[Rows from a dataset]
━━━━━━━━━━

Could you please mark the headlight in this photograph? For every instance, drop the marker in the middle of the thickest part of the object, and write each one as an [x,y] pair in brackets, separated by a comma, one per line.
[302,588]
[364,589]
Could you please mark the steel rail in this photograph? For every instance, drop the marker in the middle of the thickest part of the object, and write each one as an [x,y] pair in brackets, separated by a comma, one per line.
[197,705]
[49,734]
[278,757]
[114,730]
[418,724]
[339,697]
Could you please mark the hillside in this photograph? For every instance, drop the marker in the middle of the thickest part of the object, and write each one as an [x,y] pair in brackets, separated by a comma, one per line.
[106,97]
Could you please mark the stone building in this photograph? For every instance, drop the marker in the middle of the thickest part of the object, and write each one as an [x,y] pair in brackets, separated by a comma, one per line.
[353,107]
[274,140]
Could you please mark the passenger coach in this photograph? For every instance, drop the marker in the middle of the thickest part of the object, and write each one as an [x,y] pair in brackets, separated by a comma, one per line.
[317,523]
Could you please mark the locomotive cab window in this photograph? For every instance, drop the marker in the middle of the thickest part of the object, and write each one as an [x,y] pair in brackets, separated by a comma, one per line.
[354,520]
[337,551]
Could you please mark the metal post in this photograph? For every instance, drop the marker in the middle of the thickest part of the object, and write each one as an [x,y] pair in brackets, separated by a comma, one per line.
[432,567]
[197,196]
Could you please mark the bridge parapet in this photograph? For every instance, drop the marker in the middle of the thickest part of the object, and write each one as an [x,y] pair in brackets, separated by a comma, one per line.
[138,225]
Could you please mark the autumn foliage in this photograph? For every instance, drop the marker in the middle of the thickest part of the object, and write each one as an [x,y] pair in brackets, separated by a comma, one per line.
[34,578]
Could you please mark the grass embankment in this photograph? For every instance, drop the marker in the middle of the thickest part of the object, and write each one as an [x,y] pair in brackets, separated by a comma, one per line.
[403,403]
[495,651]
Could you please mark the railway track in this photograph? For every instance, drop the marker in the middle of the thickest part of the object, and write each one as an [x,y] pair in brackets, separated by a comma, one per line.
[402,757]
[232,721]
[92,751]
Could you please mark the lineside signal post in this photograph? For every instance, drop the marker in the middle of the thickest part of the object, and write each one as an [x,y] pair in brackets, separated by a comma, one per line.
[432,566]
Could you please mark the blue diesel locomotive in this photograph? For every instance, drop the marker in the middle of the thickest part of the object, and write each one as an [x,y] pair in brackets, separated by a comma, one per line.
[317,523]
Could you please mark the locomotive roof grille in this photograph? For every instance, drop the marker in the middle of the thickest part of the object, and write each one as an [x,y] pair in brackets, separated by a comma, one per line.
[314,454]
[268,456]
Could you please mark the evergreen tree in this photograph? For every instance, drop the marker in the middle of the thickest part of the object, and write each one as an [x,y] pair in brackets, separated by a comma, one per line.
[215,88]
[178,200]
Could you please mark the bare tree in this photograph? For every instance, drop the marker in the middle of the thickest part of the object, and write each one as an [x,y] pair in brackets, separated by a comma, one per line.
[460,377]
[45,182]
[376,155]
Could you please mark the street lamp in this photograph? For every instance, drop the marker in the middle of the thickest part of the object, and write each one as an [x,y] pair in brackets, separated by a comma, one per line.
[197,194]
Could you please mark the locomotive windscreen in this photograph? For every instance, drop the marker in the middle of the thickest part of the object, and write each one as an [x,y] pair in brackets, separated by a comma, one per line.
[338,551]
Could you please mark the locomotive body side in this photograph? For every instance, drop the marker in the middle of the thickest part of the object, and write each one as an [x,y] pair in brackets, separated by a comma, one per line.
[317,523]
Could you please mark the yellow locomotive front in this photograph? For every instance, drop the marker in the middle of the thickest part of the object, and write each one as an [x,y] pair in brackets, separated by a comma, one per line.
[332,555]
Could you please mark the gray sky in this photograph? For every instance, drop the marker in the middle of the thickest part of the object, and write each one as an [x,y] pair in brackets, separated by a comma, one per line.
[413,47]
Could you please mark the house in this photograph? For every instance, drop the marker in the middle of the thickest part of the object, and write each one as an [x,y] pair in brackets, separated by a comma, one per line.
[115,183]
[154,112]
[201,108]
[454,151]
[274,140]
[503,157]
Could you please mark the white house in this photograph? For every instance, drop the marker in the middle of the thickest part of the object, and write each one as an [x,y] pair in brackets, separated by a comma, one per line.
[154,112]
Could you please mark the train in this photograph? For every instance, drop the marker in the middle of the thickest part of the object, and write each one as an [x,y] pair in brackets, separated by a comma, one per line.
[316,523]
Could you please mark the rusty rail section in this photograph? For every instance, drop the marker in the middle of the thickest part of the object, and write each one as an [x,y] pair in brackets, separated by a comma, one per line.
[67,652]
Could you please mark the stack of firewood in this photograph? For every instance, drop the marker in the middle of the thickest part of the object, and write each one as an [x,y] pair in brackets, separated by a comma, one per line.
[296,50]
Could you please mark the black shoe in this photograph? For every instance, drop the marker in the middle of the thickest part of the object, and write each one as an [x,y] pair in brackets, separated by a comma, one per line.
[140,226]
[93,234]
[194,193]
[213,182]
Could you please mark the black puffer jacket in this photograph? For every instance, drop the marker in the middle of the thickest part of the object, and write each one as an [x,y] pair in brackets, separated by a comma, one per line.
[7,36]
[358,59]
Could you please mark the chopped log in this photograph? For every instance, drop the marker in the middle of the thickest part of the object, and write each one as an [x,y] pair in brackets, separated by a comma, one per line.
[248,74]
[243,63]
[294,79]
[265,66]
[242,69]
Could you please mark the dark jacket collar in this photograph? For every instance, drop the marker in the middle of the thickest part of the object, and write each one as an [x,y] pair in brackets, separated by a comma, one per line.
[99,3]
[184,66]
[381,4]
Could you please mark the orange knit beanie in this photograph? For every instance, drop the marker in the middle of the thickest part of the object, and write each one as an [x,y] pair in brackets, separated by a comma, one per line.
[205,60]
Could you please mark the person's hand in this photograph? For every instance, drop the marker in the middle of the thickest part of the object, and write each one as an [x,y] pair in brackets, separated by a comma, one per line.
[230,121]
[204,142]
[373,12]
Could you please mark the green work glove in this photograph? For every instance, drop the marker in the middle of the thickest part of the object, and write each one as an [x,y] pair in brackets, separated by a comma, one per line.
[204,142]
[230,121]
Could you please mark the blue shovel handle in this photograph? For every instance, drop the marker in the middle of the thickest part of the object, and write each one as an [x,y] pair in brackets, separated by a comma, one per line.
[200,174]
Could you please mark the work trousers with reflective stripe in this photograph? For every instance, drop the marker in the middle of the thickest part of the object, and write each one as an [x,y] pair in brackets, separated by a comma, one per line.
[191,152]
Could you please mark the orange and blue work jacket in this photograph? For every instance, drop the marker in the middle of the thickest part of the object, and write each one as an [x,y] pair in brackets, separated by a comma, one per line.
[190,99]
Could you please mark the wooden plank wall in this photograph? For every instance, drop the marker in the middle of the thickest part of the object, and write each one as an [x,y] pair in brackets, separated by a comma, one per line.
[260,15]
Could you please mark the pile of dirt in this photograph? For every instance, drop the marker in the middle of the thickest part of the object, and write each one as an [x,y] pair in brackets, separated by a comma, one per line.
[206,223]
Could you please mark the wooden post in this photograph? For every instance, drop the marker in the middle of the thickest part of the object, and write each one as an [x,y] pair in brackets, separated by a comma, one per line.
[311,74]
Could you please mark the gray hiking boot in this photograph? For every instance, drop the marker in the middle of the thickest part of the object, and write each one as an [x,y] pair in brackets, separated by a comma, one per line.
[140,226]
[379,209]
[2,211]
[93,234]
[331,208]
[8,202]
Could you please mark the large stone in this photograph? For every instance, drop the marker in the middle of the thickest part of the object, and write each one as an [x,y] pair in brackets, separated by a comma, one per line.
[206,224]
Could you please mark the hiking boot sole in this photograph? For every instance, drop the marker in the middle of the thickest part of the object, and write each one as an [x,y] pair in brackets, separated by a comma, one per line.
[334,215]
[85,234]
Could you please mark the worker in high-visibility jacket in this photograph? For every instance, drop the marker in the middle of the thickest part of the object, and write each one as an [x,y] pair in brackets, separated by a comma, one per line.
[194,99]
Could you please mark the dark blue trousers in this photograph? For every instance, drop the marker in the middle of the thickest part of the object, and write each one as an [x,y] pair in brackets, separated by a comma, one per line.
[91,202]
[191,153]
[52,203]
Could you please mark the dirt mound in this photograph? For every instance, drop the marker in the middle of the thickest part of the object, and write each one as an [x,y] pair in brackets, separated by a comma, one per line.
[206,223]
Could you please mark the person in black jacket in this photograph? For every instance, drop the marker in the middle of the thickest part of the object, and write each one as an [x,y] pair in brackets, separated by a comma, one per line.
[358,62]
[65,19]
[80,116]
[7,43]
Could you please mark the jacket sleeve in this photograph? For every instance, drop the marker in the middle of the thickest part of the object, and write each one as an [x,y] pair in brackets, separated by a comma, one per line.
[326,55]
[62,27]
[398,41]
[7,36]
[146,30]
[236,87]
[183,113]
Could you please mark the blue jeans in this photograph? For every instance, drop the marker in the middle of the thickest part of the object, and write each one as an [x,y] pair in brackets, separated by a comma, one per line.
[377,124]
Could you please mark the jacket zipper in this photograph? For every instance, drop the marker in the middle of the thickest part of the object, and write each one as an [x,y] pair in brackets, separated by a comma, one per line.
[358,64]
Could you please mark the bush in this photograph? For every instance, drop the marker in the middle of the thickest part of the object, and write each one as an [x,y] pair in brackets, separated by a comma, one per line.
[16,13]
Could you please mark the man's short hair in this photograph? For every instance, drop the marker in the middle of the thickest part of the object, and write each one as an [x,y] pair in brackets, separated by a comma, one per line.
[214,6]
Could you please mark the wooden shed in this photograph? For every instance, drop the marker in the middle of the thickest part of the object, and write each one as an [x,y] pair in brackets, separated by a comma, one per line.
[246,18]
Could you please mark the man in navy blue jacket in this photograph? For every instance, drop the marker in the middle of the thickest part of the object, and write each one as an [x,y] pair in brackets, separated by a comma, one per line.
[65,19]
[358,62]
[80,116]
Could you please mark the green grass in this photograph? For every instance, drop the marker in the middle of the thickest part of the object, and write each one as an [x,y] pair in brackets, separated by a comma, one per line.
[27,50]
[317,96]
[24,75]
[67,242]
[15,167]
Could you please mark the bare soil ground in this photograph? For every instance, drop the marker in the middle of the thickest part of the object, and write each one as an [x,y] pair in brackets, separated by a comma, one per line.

━━━━━━━━━━

§ **GIVEN EXERCISE**: Quote, without any change, each line from the one that contains "Could you please mark the bush" through the end of the material.

§ **ANSWER FOR THIS EXERCISE**:
Could you please mark the bush in this photograph? For every instance, drop the marker in the middle of the thickest part of the object, and write each one as an [x,y] pair in brackets, separated by a comma, one per line.
[16,13]
Could you please mark the man's short hair in this photograph? For every instance, drop the marker in the middle of the thickest part of the object, and write each one as an [x,y] pair in brackets, separated by a comma, one per line.
[214,6]
Could you please mark the wooden shed in this photograph? For every instance, drop the marker in the middle of the thickest part of the object, and write each one as an [x,y] pair in brackets, separated by a comma, one per line.
[246,18]
Could you please mark the man in navy blue jacket in this photograph? For every instance, drop the marker in the middle of the thickest part of the object, and write each one as an [x,y] pair in brackets, separated by a comma, one per line.
[65,19]
[358,62]
[80,116]
Could you please mark the green grass in this photograph? For every instance, drop the marker in the middle of the thickest part of the object, and write each one as an [x,y] pair in brackets, separated by a comma, one per line.
[27,50]
[317,96]
[24,75]
[67,242]
[15,167]
Could you please mark the bare soil ground in this photograph? For every instance, drop the marker in the middle of the thickest part of the object, and write each one as an [x,y] pair in brackets, separated by a comma, one per line.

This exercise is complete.